* [Page]
Fear Inoculum
Tool
La sortie de Fear Inoculum, album attendu depuis 14 ans, maintes fois annoncée, toujours repoussée, a déclenché comme prévu son avalanche de réactions épidermiques. Les morceaux étaient à peine disponibles sur les plateformes d’écoute que chacun y allait d'un avis bien tranché : coup de génie, coup dans l’eau, tout ça pour ça, trop long, leur meilleur album, leur pire album, Tool fait du Tool, c’était mieux avant, etc. Et si, finalement, tout ce foin en disait beaucoup plus sur nos modes de consommation de la musique que sur le contenu de l’album lui-même ?
En 2019, on salue le règne de l’immédiat. Les dates de péremption des contenus culturels n’ont jamais été aussi proches de leurs dates de sortie. Dans l’heure qui suit la parution d’un album (mais aussi d’un livre, d’une série télé, d’un film), il faut être le premier à l’analyser, le décortiquer, le noter... et le foutre au bac pour s'attaquer au suivant. C’est une compétition : on se positionnera dans les moteurs de recherche, on améliorera notre référencement et nos avis toucheront un plus large public. En soi, pourquoi pas ? Nous nous sommes rapidement habitués à ces nouveaux codes. On écoute même les disques avant leur sortie, souvent parce qu’ils ont fuité, et on les classe déjà parfois dans les archives avant même la date de parution officielle. Résultat : les formats se sont adaptés à ces nouveaux modes d’écoute. On balance du teaser sur Instragram, du clip sur YouTube et un showcase en live sur Facebook pour faire monter la sauce, histoire de s’assurer des chroniques clé-sur-porte.
Problème : dans ce contexte, que fait-on des albums plus complexes, ceux qui demandent 10, voire 25 écoutes pour se révéler ? En 2019, quel sort aurait été réservé au Spirit of Eden de Talk Talk, à Low de Bowie ou à 154 de Wire, dont on fêtait précisément le 40e anniversaire ce 1er septembre ? Dans le cas de 154, TOS de Sunn O))) balançait la semaine dernière sur les réseaux sociaux qu’il lui avait fallu 5 ans pour piger le génie de ce disque.
Que se passe-t-il aujourd’hui ? Dans le meilleur des cas, on savoure, on décortique, on déguste et puis, quand on tient enfin quelque chose de pertinent à écrire sur le sujet, on est hors délai et on se reporte sur la rubrique Digestion lente pour l’analyse plus fouillée. Dans le pire des cas, on abandonne, submergé par le flot quotidien de liens vers le nouveau ceci, le dernier cela. Le neuf chasse le vieux. Ce n’est pas un hasard si, dans le domaine des musiques lourdes, on n’a jamais pris le temps de chroniquer soigneusement quelques sorties monumentales : Magus de Thou, Sulphur English d’Inter Arma ou Syntheosis de Waste of Space Orchestra étant les exemples récents les plus parlants. On pourrait même encore évoquer, dans un autre registre, le cas de l’album fleuve The Glowing Man de Swans, un chef d’œuvre de près de 2 heures que je n’ai pas encore fini de digérer au bout de 3 ans.

* [Objectif de l'exercice] D'après la page, combien de temps a-t-il fallu à TOS de Sunn O))) pour saisir le génie de l'album 154 de Wire ?

* [Lignes enregistrées]
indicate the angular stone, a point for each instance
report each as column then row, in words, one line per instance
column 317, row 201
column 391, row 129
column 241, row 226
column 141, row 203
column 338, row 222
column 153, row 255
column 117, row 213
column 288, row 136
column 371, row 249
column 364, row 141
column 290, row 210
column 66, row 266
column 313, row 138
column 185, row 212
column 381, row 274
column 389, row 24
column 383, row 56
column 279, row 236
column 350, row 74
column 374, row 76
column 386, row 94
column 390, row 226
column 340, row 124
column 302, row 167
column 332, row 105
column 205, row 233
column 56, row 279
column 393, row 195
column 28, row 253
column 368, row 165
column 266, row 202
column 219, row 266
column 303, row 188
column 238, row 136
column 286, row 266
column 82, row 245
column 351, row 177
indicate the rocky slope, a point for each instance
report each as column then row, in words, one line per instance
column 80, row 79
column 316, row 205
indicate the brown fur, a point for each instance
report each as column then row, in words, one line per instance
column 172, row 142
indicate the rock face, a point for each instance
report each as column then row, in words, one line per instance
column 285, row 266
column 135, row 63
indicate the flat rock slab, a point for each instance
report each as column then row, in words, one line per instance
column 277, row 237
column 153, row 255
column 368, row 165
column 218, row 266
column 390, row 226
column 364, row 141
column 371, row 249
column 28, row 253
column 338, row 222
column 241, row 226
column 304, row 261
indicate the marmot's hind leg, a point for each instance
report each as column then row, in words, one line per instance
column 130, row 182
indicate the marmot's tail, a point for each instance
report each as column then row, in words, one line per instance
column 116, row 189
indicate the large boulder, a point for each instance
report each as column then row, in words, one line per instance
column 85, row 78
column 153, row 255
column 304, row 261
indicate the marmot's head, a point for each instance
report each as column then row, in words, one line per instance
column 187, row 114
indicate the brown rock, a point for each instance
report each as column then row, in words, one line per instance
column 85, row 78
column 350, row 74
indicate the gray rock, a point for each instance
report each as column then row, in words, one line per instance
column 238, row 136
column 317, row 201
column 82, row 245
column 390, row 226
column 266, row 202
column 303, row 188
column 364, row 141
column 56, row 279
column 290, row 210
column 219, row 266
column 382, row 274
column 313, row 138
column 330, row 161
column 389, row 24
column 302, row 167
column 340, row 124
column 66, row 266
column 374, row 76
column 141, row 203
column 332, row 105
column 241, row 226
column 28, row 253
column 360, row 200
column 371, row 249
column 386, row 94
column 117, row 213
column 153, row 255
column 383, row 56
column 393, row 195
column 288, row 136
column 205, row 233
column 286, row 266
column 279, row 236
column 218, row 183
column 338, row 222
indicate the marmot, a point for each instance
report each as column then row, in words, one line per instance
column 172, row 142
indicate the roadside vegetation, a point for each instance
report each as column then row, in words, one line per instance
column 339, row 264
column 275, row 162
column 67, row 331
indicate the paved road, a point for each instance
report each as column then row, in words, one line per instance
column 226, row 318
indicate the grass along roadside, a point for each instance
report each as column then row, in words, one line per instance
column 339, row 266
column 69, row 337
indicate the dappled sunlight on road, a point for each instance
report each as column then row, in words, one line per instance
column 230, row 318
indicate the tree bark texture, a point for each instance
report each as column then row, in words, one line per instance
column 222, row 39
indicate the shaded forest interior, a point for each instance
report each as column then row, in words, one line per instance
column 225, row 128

* [Réponse complète] Cinq ans.